Heb je al zijn werk herlezen?
Schaevers: “Uiteraard. Cruciale werken als Het verdriet van België heb ik zelfs een keer of zes, zeven gelezen in de loop van die jaren.
“Terwijl ik aan het ploeteren was met de feiten, was dat mijn grootste plezier, en misschien ook wel de grootste verrassing: dat zijn fictie zo fris is gebleven.
“In zijn literaire werk bespeelde Claus alle registers: kort en lang, hard en zacht, grimmig en speels, toegankelijk en weerbarstig. Maar vlak werd hij nooit, en geestig was hij altijd. Ik kan hem blijven lezen.”
In de proloog van De levens van Claus zet je hem neer als een pathologische leugenaar.
Schaevers: “Pardon: als een man die zijn leven mythologiseerde, die de dingen verfraaide.
“Pathologisch liegen schreef hij liever aan zijn vader toe: die wist niet wanneer hij loog, zei Claus, en hij wél.
“Liegen was voor hem een kwestie van etiquette. Zijn filosofie was: door de waarheid te omzeilen, vermijd je conflicten en vergemakkelijk je de sociale omgang.

- Getoonde gegevens
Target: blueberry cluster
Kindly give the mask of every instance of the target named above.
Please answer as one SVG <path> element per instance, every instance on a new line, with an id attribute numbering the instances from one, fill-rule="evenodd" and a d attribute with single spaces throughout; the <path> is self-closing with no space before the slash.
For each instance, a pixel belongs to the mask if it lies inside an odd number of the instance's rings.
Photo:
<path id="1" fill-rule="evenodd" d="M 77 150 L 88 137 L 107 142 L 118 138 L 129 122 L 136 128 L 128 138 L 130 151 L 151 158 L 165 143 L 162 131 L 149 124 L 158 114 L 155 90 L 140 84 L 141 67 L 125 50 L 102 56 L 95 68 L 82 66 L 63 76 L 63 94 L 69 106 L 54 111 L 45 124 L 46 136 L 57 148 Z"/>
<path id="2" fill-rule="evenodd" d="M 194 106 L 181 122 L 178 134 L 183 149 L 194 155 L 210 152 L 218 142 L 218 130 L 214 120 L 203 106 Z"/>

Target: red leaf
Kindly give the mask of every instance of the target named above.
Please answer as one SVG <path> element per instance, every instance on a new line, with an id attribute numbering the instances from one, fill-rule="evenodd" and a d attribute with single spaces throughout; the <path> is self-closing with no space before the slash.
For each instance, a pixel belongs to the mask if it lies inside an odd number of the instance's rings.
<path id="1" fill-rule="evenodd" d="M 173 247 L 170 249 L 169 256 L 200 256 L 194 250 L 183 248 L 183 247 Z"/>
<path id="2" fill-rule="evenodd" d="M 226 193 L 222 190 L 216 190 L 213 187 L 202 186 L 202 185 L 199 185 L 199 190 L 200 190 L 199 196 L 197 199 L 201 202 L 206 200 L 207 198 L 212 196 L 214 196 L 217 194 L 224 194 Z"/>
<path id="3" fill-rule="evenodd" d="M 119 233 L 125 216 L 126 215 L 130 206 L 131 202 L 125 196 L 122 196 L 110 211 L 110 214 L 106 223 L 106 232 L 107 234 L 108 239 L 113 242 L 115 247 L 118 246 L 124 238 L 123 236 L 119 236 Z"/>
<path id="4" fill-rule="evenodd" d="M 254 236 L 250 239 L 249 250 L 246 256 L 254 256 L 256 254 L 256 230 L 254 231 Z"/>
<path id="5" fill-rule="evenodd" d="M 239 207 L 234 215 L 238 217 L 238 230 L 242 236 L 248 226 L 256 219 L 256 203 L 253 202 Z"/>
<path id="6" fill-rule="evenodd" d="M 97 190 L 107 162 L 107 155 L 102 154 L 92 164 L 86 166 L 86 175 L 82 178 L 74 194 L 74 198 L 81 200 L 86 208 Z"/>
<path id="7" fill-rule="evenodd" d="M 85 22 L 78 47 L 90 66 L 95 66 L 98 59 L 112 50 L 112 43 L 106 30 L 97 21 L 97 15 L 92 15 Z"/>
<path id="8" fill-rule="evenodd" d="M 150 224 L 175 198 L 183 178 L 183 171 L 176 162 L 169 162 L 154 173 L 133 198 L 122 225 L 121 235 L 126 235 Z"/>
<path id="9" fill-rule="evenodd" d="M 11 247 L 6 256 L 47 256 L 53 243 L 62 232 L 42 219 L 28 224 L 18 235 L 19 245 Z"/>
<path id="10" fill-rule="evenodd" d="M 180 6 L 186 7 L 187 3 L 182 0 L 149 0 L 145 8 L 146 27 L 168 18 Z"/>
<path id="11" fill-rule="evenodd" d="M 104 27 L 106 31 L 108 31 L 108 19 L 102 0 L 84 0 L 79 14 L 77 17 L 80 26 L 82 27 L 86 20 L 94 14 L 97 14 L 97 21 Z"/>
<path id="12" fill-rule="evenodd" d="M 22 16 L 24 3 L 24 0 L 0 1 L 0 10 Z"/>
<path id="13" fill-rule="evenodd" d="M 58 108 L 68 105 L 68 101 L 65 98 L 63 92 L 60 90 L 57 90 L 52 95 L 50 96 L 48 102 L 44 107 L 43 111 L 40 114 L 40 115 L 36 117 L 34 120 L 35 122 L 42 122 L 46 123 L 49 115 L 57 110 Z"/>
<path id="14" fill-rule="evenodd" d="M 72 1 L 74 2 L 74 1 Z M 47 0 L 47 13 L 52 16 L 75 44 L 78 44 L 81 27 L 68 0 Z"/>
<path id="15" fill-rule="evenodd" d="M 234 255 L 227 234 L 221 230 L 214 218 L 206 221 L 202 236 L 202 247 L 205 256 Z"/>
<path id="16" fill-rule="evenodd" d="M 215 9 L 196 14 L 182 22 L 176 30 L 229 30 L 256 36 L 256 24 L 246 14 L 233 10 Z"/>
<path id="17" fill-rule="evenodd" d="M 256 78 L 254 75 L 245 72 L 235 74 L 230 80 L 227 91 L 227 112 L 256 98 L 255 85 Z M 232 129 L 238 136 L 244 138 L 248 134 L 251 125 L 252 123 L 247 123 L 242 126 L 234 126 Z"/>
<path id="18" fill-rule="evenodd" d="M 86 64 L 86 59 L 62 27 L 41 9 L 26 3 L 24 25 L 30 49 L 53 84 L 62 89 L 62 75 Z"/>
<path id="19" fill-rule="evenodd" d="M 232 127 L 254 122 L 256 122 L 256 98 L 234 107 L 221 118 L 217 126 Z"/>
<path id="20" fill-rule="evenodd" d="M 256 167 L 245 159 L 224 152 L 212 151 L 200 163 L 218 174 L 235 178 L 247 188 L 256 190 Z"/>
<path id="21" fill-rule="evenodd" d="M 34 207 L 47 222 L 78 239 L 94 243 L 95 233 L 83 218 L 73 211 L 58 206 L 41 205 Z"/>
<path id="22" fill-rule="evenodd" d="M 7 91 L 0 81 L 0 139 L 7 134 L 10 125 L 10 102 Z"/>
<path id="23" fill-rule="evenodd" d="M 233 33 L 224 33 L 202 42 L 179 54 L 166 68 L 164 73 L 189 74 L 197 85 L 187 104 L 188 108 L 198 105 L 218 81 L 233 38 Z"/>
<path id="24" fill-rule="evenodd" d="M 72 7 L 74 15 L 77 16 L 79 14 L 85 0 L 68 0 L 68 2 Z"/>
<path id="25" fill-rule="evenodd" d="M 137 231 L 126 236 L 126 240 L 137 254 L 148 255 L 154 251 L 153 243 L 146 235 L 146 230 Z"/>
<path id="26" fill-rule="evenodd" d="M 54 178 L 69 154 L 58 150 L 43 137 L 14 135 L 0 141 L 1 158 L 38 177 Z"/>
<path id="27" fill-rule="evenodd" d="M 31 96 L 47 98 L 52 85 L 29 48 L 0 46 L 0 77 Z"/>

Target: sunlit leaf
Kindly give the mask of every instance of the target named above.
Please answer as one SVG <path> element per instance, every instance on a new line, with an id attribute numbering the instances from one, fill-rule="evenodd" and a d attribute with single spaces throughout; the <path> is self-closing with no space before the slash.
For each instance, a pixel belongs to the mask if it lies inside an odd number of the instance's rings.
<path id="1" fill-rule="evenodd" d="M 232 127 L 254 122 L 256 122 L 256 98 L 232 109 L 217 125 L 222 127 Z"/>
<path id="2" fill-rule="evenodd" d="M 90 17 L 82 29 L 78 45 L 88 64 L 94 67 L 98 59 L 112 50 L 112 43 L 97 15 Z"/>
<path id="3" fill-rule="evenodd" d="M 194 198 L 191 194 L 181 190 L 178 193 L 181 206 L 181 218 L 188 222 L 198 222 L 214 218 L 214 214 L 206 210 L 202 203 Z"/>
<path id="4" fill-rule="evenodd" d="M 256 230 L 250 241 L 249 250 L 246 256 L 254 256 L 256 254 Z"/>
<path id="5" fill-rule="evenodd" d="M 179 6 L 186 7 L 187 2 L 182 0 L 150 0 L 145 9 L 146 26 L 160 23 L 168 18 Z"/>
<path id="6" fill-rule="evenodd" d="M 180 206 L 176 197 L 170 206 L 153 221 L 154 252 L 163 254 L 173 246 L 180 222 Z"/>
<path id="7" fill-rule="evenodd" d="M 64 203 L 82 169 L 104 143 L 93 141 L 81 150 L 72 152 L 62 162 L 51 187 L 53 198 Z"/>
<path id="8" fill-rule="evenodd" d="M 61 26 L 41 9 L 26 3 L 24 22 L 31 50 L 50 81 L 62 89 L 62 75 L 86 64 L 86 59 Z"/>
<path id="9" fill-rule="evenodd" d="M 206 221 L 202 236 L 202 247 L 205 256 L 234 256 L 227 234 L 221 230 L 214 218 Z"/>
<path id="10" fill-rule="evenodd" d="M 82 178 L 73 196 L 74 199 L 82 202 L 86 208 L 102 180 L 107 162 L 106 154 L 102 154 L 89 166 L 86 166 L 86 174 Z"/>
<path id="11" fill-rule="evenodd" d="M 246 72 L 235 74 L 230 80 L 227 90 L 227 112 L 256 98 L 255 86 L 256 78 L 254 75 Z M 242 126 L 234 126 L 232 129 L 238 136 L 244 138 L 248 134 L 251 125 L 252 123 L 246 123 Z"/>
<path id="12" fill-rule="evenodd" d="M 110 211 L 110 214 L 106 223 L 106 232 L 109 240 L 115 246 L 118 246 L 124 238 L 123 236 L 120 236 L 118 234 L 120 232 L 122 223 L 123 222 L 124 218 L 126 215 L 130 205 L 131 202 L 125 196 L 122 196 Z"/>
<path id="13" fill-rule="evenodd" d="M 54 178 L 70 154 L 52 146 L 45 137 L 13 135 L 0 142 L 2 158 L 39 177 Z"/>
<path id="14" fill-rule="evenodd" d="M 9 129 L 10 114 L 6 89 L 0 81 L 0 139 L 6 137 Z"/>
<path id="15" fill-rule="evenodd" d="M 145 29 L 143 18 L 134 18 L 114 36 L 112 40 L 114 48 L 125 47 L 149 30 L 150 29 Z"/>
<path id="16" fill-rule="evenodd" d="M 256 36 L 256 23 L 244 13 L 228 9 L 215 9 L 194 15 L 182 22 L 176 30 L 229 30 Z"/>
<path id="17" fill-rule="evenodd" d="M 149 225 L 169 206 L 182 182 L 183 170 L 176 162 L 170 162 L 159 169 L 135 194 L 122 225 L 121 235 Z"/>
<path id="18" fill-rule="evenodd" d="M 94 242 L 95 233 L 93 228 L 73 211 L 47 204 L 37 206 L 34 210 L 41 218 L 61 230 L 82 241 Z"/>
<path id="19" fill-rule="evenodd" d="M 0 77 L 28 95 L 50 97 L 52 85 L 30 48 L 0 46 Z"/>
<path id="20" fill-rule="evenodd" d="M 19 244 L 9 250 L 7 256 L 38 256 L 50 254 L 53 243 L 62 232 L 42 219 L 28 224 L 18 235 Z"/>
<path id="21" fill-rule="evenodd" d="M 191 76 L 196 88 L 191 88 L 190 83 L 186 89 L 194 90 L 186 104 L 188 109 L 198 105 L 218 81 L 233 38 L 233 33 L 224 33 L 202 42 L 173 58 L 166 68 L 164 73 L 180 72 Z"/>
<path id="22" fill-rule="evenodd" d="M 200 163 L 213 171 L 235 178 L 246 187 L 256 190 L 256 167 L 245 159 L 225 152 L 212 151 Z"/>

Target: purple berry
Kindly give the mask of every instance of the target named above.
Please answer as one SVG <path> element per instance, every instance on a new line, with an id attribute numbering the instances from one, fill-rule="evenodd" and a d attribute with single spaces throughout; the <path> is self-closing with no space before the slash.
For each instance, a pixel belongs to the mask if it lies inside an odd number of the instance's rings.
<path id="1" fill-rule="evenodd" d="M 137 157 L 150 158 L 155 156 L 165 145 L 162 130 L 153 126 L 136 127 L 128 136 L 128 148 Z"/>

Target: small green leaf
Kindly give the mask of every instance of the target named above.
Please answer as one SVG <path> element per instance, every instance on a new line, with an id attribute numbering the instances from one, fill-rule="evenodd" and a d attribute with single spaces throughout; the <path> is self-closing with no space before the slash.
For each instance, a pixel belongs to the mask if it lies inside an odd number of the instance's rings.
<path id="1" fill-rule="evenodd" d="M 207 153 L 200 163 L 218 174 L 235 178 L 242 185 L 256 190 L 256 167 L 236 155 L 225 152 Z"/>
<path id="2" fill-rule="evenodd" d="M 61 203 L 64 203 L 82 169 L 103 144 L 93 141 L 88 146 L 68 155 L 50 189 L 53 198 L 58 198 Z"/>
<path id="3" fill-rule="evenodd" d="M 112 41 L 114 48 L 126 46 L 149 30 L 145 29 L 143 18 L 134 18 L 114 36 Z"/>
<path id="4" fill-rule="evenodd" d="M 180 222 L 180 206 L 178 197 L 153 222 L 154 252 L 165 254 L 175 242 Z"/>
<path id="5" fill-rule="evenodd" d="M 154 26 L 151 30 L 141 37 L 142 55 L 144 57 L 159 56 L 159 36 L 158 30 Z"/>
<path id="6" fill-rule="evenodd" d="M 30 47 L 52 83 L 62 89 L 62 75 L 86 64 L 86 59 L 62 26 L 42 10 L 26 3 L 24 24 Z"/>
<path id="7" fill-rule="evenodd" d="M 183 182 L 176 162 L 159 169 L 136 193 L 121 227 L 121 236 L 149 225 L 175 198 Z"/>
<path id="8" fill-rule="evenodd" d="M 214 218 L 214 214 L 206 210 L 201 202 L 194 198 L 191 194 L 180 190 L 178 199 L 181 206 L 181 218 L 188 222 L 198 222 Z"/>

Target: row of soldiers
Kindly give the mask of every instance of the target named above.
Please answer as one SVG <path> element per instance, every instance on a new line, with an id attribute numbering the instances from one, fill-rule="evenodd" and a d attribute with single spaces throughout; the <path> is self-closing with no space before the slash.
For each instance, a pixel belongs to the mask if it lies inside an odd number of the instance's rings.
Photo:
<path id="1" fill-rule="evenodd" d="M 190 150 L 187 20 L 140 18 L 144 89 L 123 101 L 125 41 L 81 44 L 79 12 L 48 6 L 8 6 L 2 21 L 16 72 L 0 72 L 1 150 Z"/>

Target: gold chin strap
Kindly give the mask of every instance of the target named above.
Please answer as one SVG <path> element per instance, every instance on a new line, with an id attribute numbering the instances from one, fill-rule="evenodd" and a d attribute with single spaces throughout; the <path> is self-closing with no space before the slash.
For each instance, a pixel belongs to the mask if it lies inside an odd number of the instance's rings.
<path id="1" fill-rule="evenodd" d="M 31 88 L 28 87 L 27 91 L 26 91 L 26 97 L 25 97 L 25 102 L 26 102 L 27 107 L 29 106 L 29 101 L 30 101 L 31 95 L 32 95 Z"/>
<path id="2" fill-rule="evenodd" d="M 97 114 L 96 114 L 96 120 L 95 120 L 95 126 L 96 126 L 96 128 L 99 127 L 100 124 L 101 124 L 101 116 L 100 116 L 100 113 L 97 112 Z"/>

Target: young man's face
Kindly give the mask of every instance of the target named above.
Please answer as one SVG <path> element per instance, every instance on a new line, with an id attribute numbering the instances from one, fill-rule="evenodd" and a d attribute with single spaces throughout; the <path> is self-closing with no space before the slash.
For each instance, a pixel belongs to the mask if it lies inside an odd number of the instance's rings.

- Uit te voeren taken
(1) Zet de alinea die begint met "In zijn literaire werk bespeelde Claus" uit het interview over Claus beknopt om in een opsomming, zonder de hoofdzaken weg te laten.
(2) Geef het vervolg van het interview over Claus, te beginnen na de laatste zin die er staat.

- Resultaten per taak
(1)
- Claus bespeelde in zijn literaire werk alle registers: kort en lang, hard en zacht, grimmig en speels, toegankelijk en weerbarstig.
- Hij werd nooit vlak en was altijd geestig.
- Schaevers kan hem blijven lezen.

(2)
“En schrijven zag hij als een chiquere vorm van liegen.”
Je citeert zijn zoon Arthur Kristel: ‘Alleen als hij met een hamer op zijn vinger slaat, krijg je direct en ongefilterd te horen wat hij denkt.’ Ga er maar aan staan, als biograaf.
Schaevers: “Mijn voordeel was dat ik de mythe Claus heel goed kende. Ik heb ze namelijk zelf mee vormgegeven in Groepsportret, het boek met citaten uit zijn verzamelde interviews dat uitkwam ter gelegenheid van zijn 75ste verjaardag, en dat ik in nauw overleg met hem heb samengesteld.
“In die periode heeft hij tegen mij gezegd:
‘Ik heb mijn hele leven dingen verzonnen, en daar moet het maar bij blijven. Het zou iemand tien jaar kosten om waarheid en leugen uit elkaar te halen.’”
De nagel op de kop! Hoe heb je het opgelost?
Schaevers: “Door er zoveel mogelijk andere stemmen bij te halen. Ik heb een loopbaan in de journalistiek achter de rug, voor mij is het interview een zeer valabel werkinstrument.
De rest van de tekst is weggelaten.